Begin

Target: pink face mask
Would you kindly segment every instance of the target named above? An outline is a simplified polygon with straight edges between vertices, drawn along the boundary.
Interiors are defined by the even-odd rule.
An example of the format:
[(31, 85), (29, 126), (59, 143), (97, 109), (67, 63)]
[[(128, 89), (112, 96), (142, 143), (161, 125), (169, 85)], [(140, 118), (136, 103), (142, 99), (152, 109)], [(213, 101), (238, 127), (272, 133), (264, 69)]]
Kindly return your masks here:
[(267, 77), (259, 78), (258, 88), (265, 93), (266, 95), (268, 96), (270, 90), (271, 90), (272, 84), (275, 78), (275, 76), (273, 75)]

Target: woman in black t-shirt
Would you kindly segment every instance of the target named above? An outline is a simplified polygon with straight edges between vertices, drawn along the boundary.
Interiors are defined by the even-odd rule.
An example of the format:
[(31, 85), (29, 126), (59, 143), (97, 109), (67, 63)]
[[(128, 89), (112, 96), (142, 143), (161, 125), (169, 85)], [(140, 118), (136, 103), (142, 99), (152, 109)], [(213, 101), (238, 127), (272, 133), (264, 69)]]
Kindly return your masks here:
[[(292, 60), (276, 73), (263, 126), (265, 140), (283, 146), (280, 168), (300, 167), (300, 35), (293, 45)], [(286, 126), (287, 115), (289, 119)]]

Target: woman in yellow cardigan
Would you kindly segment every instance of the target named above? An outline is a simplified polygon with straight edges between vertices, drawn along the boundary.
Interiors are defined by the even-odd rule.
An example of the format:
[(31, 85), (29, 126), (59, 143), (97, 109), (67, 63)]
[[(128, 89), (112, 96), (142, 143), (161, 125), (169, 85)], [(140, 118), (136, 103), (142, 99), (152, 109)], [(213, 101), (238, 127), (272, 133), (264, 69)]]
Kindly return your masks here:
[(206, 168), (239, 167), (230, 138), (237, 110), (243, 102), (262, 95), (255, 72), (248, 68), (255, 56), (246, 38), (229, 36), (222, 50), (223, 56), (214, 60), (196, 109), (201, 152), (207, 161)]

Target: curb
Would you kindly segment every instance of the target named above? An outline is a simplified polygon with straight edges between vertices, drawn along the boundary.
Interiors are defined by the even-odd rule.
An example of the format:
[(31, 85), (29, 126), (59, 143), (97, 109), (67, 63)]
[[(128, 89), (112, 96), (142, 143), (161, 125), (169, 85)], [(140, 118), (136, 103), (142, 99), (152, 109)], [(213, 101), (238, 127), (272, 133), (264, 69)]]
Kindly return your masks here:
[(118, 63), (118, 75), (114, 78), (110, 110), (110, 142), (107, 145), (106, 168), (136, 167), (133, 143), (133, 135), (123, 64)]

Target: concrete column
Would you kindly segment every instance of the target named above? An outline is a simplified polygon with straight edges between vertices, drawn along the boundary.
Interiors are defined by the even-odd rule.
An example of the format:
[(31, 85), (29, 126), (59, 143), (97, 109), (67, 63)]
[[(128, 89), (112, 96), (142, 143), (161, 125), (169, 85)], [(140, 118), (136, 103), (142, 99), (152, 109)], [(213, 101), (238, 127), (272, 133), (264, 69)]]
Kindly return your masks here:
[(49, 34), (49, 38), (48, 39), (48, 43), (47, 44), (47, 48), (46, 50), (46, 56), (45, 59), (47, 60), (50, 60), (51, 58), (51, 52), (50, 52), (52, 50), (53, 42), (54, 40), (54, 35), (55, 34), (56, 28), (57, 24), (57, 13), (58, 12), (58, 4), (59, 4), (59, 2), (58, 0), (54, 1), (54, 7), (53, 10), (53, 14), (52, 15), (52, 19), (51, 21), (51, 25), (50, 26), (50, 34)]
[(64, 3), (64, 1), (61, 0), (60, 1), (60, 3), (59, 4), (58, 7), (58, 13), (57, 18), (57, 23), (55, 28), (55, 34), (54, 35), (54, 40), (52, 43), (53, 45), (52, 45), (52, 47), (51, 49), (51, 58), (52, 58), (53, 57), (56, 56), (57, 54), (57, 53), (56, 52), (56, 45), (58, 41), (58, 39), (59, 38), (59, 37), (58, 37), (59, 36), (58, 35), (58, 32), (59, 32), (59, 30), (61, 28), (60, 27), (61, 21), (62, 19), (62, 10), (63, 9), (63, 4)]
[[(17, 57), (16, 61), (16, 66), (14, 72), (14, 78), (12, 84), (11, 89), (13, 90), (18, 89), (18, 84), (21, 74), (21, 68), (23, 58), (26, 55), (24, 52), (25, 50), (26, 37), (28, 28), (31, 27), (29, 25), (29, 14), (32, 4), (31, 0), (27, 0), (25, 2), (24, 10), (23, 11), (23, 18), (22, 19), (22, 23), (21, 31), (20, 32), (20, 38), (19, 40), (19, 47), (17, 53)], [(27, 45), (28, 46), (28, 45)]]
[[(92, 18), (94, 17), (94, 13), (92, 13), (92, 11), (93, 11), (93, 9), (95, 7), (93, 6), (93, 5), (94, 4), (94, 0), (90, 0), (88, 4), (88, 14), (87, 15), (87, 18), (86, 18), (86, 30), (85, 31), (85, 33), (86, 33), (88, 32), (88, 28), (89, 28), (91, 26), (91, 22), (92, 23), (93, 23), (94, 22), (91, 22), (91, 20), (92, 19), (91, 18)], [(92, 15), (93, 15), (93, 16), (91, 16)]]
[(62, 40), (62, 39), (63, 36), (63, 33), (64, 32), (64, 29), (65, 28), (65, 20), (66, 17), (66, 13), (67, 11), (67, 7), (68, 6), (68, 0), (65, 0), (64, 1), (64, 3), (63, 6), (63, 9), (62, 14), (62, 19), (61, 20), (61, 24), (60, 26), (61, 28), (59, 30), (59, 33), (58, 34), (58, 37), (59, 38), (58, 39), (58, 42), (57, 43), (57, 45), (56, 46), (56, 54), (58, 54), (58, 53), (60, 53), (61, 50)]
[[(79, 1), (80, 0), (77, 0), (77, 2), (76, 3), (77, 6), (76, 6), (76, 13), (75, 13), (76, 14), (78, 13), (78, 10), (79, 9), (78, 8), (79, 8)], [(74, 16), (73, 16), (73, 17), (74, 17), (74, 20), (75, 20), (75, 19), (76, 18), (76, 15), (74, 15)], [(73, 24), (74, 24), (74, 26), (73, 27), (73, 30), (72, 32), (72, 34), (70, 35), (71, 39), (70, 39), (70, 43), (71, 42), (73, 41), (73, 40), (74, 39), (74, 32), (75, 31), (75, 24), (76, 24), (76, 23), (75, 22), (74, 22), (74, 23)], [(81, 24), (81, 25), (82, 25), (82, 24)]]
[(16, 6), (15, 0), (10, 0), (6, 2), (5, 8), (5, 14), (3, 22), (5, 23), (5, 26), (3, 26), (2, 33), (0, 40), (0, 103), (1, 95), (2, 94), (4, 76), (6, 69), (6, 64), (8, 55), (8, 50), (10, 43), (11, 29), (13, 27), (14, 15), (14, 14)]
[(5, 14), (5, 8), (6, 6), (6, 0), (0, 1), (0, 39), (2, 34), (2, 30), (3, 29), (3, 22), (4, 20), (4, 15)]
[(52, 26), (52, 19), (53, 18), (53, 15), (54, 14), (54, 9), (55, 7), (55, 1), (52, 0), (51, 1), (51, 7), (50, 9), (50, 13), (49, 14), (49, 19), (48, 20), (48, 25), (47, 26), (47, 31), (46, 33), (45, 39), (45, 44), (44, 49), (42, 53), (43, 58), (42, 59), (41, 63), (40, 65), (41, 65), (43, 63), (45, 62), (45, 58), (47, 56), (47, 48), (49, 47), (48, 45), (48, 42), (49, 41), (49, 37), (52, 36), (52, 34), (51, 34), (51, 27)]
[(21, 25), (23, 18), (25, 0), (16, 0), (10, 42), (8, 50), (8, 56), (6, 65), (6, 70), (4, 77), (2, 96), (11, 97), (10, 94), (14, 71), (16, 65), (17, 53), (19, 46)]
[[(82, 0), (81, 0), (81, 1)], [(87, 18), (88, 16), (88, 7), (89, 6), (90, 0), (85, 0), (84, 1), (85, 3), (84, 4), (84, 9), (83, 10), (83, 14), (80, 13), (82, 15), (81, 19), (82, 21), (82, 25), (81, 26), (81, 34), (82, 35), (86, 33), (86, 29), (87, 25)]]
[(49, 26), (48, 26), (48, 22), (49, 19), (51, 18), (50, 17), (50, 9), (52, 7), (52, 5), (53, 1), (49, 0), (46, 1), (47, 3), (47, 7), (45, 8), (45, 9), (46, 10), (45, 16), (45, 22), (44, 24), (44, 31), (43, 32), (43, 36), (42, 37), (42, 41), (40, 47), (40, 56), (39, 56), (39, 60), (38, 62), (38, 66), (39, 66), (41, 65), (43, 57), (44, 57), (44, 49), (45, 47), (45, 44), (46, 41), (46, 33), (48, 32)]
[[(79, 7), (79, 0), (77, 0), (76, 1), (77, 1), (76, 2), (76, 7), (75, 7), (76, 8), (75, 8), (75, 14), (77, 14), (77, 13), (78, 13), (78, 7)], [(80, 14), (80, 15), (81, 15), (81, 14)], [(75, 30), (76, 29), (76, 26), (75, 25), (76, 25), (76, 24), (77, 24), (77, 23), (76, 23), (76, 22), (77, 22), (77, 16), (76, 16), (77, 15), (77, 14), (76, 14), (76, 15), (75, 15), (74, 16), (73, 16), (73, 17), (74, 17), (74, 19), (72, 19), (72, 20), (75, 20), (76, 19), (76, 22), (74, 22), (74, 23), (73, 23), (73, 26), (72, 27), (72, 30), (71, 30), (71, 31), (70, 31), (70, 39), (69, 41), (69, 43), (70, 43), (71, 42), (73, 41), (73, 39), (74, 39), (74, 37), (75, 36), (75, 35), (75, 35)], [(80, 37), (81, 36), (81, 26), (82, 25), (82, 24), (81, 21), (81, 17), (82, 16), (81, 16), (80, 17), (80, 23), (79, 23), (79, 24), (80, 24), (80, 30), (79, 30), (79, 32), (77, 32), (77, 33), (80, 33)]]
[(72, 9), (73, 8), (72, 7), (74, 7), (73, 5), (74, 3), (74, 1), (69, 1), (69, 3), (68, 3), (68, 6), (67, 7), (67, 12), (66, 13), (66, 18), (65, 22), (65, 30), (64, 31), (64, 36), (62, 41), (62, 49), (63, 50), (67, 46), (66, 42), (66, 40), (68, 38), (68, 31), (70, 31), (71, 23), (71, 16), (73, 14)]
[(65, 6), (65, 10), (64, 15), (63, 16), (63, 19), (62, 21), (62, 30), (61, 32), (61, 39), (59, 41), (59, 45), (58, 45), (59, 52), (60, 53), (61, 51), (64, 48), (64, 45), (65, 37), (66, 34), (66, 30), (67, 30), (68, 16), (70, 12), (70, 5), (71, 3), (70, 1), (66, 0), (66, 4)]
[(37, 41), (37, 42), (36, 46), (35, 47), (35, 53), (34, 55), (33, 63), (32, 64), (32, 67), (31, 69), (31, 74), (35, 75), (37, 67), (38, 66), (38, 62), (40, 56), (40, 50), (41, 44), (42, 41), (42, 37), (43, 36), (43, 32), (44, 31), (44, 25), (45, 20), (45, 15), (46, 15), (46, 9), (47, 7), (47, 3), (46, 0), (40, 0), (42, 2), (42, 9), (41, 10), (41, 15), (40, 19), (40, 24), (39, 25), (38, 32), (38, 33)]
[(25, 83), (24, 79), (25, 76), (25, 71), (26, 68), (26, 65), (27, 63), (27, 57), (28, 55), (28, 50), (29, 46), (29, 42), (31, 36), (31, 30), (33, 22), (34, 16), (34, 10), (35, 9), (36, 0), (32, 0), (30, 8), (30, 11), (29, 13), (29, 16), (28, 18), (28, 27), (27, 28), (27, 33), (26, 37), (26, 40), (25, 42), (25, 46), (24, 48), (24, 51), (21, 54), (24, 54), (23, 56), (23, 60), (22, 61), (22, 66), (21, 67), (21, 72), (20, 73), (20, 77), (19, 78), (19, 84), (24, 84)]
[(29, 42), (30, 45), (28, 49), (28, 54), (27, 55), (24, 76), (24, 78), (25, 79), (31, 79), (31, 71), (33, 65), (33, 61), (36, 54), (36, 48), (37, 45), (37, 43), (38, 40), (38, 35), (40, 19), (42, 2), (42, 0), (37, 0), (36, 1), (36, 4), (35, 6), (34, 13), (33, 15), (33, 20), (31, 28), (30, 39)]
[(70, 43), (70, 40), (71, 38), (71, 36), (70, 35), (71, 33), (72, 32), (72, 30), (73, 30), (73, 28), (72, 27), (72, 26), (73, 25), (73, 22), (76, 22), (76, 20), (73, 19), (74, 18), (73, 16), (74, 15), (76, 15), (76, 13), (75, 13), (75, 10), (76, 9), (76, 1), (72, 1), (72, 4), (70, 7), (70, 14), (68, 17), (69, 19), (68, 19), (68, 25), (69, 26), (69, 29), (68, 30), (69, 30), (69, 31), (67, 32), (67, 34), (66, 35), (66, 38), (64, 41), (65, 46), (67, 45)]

End

Please rewrite the items from the start through the line containing "76), (273, 75)]", inclusive, replacing "polygon" with "shape" and changing nothing else.

Target: pink face mask
Would you kindly segment every instance of the target named above? An outline is a simplified shape with straight edges between vertices, drawn along the boundary.
Interiors are defined by the even-odd rule.
An example of the format:
[(31, 85), (29, 126), (59, 143), (97, 109), (67, 63)]
[[(128, 89), (112, 96), (142, 143), (161, 125), (169, 85)], [(140, 118), (136, 103), (142, 99), (152, 109)], [(213, 101), (238, 127), (272, 133), (264, 69)]]
Kindly return your masks here:
[(267, 77), (259, 78), (258, 88), (265, 93), (266, 95), (268, 96), (270, 90), (271, 90), (272, 84), (275, 78), (275, 76), (273, 75)]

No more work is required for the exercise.